Required work: Write out everything from the start of the records down to and including the line that contains "M327 123L327 108L323" as a numbered list, leaving out blank lines.
-- START Data --
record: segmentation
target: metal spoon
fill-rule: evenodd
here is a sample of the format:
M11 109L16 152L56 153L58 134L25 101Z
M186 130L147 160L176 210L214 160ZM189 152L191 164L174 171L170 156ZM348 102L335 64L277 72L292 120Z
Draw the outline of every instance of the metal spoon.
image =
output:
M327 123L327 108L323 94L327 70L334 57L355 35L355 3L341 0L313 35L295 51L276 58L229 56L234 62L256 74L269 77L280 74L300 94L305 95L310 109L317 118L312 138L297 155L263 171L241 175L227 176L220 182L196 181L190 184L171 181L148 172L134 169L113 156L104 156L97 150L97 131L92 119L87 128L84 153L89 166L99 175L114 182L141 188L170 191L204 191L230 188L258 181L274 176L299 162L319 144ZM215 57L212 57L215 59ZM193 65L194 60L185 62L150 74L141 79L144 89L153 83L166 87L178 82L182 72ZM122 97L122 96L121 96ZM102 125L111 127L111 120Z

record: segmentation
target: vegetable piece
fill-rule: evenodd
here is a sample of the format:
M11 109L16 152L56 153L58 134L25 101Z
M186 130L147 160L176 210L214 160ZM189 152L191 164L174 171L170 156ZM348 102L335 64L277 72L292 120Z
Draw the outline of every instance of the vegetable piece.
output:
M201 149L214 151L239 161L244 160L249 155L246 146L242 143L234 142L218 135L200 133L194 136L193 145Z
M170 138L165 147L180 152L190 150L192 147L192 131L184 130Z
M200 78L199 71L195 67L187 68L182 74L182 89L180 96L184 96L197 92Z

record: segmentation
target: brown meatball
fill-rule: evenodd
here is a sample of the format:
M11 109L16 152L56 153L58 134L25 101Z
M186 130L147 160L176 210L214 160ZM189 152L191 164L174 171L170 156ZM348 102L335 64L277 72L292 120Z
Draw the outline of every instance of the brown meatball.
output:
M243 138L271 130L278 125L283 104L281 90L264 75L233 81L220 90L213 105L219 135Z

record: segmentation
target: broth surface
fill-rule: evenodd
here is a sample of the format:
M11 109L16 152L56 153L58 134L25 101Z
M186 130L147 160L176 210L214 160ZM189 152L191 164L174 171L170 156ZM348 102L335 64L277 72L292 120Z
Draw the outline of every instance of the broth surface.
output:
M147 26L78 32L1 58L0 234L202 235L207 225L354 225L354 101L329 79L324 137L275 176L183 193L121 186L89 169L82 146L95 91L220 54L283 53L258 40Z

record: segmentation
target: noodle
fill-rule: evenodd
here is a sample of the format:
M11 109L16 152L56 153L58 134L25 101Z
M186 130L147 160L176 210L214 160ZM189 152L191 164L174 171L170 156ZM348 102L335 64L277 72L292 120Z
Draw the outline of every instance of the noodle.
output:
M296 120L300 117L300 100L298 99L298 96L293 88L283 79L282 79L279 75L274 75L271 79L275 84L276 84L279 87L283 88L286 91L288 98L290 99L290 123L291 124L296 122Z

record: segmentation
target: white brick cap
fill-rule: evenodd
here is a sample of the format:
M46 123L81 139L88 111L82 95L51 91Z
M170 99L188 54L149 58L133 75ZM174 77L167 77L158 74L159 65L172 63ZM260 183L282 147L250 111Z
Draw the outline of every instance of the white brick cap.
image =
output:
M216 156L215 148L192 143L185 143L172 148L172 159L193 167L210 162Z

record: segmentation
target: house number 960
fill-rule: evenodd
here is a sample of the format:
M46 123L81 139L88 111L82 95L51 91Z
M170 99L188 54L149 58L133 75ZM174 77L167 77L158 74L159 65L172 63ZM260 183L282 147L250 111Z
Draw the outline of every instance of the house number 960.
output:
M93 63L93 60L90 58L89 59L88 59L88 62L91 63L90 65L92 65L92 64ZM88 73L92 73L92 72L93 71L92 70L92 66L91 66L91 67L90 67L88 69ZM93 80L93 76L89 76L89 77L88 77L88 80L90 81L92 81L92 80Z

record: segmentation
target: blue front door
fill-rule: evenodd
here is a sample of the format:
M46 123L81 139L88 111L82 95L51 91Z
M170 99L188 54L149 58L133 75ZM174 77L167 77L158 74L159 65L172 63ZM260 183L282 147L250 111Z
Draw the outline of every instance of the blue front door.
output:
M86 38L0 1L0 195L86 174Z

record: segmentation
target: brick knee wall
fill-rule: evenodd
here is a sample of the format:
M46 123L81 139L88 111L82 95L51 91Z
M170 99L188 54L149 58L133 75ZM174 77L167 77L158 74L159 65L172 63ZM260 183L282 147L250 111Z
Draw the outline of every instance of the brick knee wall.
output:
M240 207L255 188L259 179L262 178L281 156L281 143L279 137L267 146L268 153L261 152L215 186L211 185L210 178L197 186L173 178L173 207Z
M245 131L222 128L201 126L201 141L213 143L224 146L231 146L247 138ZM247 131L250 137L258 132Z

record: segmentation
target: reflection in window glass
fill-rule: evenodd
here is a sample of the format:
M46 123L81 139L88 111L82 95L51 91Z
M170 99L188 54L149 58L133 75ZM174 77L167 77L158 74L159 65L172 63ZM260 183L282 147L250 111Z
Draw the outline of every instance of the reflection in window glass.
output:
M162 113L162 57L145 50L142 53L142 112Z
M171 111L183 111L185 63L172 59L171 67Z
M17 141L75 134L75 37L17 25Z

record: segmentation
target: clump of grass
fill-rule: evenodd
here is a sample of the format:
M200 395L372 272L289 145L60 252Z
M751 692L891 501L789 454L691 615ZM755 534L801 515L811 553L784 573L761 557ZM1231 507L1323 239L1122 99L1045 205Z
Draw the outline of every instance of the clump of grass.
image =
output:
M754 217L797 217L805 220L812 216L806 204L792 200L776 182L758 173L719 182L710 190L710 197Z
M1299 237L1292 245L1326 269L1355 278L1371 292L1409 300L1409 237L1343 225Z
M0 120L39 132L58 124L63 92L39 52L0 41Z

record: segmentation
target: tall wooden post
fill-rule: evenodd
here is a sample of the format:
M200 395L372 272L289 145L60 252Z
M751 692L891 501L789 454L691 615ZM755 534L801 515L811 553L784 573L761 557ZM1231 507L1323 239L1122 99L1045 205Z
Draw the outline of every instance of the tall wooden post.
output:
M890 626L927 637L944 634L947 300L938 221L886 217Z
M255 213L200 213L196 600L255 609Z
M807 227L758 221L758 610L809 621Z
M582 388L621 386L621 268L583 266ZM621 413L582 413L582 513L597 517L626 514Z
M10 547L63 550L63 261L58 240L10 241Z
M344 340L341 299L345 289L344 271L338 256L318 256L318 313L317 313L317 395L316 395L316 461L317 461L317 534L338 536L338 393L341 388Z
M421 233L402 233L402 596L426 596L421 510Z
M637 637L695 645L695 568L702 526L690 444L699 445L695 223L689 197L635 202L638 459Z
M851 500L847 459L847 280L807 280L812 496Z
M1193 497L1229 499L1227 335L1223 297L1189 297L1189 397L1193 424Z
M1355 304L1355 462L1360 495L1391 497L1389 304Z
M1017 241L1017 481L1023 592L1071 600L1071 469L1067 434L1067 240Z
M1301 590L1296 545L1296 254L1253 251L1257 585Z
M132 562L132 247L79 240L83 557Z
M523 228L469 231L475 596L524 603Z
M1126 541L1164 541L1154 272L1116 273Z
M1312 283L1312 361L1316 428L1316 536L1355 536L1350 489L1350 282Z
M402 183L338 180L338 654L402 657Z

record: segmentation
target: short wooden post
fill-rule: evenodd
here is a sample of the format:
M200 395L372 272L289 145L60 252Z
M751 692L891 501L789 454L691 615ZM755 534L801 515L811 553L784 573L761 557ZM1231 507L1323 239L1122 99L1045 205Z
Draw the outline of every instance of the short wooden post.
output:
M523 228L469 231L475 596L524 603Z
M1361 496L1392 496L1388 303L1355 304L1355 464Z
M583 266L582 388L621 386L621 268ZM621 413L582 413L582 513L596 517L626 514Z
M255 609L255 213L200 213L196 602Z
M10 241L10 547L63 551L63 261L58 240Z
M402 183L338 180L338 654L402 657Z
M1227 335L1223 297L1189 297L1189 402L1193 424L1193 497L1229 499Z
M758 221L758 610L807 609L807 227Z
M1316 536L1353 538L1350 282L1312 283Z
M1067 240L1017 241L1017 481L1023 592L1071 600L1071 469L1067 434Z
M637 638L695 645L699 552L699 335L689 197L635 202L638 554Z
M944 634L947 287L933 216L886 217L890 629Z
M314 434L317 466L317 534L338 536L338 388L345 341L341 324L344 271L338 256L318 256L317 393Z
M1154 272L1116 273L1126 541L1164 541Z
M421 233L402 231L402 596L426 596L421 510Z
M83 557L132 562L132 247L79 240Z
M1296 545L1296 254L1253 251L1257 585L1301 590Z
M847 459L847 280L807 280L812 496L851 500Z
-- END Data --
Result of the exercise:
1. record: segmentation
2. target: metal spoon
3. fill-rule: evenodd
4. here is a sample of the format:
5. M11 109L16 152L56 153L58 134L25 101Z
6. M186 130L147 160L176 210L214 160ZM189 152L191 164L174 171L170 156ZM348 102L335 64L277 72L292 120Z
7. Draw the outline of every instance of the metal spoon.
8. image =
9. output:
10. M327 123L327 108L323 94L327 70L334 57L355 35L355 3L341 0L313 35L295 51L276 58L229 56L234 62L256 74L269 77L280 74L300 94L305 95L310 109L317 118L312 138L297 155L263 171L241 175L227 176L220 182L196 181L190 184L171 181L148 172L134 169L113 156L104 156L97 150L97 131L92 119L87 128L84 153L89 166L99 175L114 182L141 188L170 191L204 191L230 188L258 181L274 176L299 162L319 144ZM215 57L212 57L215 59ZM193 65L194 60L185 62L150 74L141 79L144 89L153 83L166 87L178 82L182 72ZM122 97L122 96L121 96ZM102 125L111 127L111 120Z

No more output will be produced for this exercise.